Task instructions » Output, word for word, the stretch of the MySQL table post from "One of the first" through "min 13.08 sec)".

Document »
────────────────────────────────────────

6

I'm experimenting with improving the performance of a certain table in my company's database. This table has 7.9 6.9 million rows with the format:

mysql> show fields from BroadcastLog;
+---------------+------------------+------+-----+---------+----------------+
| Field         | Type             | Null | Key | Default | Extra          |
+---------------+------------------+------+-----+---------+----------------+
| id            | int(10) unsigned | NO   | PRI | NULL    | auto_increment |
| broadcast_id  | int(10) unsigned | YES  | MUL | NULL    |                |
| author_id     | int(10) unsigned | YES  | MUL | NULL    |                |
| type          | int(11)          | NO   | MUL | NULL    |                |
| origin        | int(11)          | YES  | MUL | NULL    |                |
| date_created  | datetime         | NO   | MUL | NULL    |                |
| date_modified | datetime         | NO   |     | NULL    |                |
| old_status    | int(10) unsigned | YES  | MUL | NULL    |                |
| new_status    | int(10) unsigned | YES  | MUL | NULL    |                |
| json_data     | text             | YES  |     | NULL    |                |
| log_text      | text             | YES  |     | NULL    |                |
+---------------+------------------+------+-----+---------+----------------+
11 rows in set (0.01 sec)

One of the first places I wanted to look to improve this was changing the two text fields to varchar fields which I know to generally be more efficient. So I gave it a try:

mysql> alter table BroadcastLog modify log_text varchar(2048);
Query OK, 0 rows affected, 1 warning (1 min 13.08 sec)

────────────────────────────────────────

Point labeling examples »
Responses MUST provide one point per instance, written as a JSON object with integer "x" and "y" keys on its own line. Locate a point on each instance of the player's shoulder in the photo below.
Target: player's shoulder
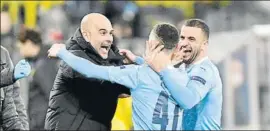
{"x": 4, "y": 50}
{"x": 205, "y": 68}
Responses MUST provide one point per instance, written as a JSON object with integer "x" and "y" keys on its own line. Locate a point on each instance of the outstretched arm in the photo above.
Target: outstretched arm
{"x": 124, "y": 75}
{"x": 186, "y": 91}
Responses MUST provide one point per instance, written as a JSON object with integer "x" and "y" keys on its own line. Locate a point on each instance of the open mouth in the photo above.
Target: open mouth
{"x": 187, "y": 50}
{"x": 105, "y": 47}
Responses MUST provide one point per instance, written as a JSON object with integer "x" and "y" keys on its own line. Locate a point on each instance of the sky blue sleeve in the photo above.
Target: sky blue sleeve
{"x": 187, "y": 90}
{"x": 124, "y": 75}
{"x": 139, "y": 60}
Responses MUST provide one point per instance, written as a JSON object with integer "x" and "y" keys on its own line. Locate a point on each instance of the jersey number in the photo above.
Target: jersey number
{"x": 162, "y": 105}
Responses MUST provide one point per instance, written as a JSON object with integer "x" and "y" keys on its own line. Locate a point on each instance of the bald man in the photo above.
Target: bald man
{"x": 79, "y": 103}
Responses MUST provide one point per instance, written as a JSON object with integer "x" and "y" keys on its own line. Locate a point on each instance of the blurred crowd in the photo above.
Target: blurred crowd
{"x": 131, "y": 21}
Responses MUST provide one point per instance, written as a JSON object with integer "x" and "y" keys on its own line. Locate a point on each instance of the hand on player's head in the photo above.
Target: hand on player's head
{"x": 177, "y": 55}
{"x": 53, "y": 51}
{"x": 129, "y": 56}
{"x": 22, "y": 69}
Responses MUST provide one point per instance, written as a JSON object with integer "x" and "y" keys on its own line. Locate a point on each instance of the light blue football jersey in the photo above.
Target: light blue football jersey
{"x": 201, "y": 97}
{"x": 152, "y": 106}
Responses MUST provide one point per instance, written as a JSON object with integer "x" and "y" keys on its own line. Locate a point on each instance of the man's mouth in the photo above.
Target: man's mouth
{"x": 105, "y": 47}
{"x": 187, "y": 50}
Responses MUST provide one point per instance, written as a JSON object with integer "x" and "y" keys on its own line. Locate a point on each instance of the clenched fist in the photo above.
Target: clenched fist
{"x": 54, "y": 50}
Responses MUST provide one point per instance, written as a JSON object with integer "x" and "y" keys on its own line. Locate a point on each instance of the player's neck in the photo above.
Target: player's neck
{"x": 197, "y": 60}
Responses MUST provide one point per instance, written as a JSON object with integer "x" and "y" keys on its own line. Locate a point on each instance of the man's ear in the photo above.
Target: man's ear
{"x": 86, "y": 36}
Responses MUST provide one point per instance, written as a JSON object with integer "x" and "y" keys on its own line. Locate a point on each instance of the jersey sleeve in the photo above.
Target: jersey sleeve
{"x": 126, "y": 75}
{"x": 187, "y": 90}
{"x": 123, "y": 75}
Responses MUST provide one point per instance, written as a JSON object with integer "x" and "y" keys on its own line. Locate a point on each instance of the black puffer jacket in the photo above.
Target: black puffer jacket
{"x": 76, "y": 100}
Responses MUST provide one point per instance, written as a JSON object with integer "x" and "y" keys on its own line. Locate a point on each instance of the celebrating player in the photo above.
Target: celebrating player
{"x": 153, "y": 107}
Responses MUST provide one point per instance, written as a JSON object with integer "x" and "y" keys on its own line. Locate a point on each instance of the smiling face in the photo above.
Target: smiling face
{"x": 192, "y": 42}
{"x": 100, "y": 35}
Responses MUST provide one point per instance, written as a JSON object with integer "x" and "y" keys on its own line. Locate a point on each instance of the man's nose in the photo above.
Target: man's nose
{"x": 109, "y": 39}
{"x": 183, "y": 43}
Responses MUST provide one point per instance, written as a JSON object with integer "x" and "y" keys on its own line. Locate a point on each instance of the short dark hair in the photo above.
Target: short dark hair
{"x": 30, "y": 34}
{"x": 167, "y": 34}
{"x": 199, "y": 24}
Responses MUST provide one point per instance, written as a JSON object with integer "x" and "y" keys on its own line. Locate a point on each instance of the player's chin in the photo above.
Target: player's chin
{"x": 104, "y": 56}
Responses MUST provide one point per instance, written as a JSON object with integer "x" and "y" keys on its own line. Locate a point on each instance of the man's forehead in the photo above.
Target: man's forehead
{"x": 105, "y": 26}
{"x": 190, "y": 31}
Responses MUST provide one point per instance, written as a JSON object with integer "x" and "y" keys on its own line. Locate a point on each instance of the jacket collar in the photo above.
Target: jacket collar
{"x": 113, "y": 54}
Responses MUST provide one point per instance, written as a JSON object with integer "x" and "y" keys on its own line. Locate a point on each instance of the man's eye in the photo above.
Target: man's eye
{"x": 103, "y": 33}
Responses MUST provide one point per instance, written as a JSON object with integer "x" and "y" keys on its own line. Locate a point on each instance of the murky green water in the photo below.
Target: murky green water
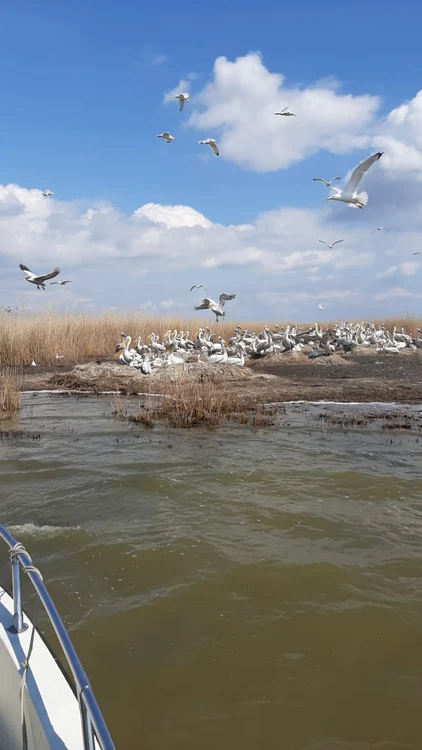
{"x": 232, "y": 589}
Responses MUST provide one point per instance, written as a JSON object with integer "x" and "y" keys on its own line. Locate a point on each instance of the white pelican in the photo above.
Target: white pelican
{"x": 327, "y": 184}
{"x": 286, "y": 112}
{"x": 332, "y": 244}
{"x": 182, "y": 99}
{"x": 350, "y": 195}
{"x": 37, "y": 280}
{"x": 166, "y": 137}
{"x": 216, "y": 307}
{"x": 212, "y": 144}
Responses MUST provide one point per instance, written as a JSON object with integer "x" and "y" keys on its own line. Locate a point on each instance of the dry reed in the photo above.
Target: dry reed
{"x": 10, "y": 396}
{"x": 83, "y": 338}
{"x": 192, "y": 402}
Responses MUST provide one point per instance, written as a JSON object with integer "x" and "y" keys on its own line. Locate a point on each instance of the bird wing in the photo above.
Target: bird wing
{"x": 24, "y": 268}
{"x": 224, "y": 297}
{"x": 206, "y": 303}
{"x": 359, "y": 171}
{"x": 47, "y": 276}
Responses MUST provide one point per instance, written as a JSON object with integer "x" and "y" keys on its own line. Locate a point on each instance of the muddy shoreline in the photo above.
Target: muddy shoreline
{"x": 356, "y": 377}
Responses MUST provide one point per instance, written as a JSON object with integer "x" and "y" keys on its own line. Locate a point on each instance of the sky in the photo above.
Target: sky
{"x": 134, "y": 222}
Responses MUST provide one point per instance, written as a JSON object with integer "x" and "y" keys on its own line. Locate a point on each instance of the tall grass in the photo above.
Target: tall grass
{"x": 10, "y": 396}
{"x": 81, "y": 338}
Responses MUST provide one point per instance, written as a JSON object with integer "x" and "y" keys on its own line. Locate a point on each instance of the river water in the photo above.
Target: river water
{"x": 236, "y": 588}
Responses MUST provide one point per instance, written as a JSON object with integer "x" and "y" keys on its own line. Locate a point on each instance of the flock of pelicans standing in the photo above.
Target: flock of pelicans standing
{"x": 176, "y": 347}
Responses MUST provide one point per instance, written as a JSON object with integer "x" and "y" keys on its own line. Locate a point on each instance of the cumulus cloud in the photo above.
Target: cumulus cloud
{"x": 240, "y": 102}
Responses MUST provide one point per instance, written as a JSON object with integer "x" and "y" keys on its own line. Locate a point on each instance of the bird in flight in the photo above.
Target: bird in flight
{"x": 166, "y": 136}
{"x": 217, "y": 307}
{"x": 286, "y": 112}
{"x": 182, "y": 99}
{"x": 38, "y": 280}
{"x": 350, "y": 195}
{"x": 326, "y": 183}
{"x": 212, "y": 144}
{"x": 332, "y": 244}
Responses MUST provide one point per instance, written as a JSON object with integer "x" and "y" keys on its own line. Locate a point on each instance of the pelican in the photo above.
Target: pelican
{"x": 350, "y": 195}
{"x": 37, "y": 280}
{"x": 197, "y": 286}
{"x": 212, "y": 144}
{"x": 166, "y": 137}
{"x": 332, "y": 244}
{"x": 216, "y": 307}
{"x": 182, "y": 99}
{"x": 286, "y": 112}
{"x": 327, "y": 184}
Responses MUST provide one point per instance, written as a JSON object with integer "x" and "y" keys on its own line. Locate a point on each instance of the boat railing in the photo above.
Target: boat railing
{"x": 93, "y": 724}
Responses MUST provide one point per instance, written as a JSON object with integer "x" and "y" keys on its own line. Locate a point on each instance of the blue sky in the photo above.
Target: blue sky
{"x": 83, "y": 99}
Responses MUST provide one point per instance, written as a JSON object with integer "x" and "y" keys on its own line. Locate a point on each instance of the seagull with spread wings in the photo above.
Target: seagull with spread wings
{"x": 332, "y": 244}
{"x": 217, "y": 307}
{"x": 350, "y": 195}
{"x": 38, "y": 280}
{"x": 326, "y": 183}
{"x": 212, "y": 143}
{"x": 182, "y": 99}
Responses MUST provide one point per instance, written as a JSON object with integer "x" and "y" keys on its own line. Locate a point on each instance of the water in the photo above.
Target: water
{"x": 232, "y": 589}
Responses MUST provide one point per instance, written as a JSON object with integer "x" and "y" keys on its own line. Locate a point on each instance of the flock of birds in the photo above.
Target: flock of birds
{"x": 177, "y": 348}
{"x": 349, "y": 195}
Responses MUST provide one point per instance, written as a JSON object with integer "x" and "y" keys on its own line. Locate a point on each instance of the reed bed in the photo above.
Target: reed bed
{"x": 191, "y": 401}
{"x": 83, "y": 338}
{"x": 10, "y": 393}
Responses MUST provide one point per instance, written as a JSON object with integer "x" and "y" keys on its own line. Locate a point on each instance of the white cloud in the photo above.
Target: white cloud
{"x": 240, "y": 102}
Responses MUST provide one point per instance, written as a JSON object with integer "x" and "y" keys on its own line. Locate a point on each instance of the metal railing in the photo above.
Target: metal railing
{"x": 92, "y": 722}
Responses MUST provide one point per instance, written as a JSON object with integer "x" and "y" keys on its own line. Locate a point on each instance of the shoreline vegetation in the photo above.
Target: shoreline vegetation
{"x": 83, "y": 338}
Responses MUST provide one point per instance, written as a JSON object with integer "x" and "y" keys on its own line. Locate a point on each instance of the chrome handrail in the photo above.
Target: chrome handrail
{"x": 91, "y": 718}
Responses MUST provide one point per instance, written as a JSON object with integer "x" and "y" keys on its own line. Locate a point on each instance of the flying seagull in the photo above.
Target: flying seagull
{"x": 212, "y": 144}
{"x": 182, "y": 99}
{"x": 216, "y": 307}
{"x": 166, "y": 136}
{"x": 332, "y": 244}
{"x": 379, "y": 229}
{"x": 286, "y": 112}
{"x": 37, "y": 280}
{"x": 350, "y": 195}
{"x": 327, "y": 184}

────────────────────────────────────────

Response to the task »
One of the first places I wanted to look to improve this was changing the two text fields to varchar fields which I know to generally be more efficient. So I gave it a try:

mysql> alter table BroadcastLog modify log_text varchar(2048);
Query OK, 0 rows affected, 1 warning (1 min 13.08 sec)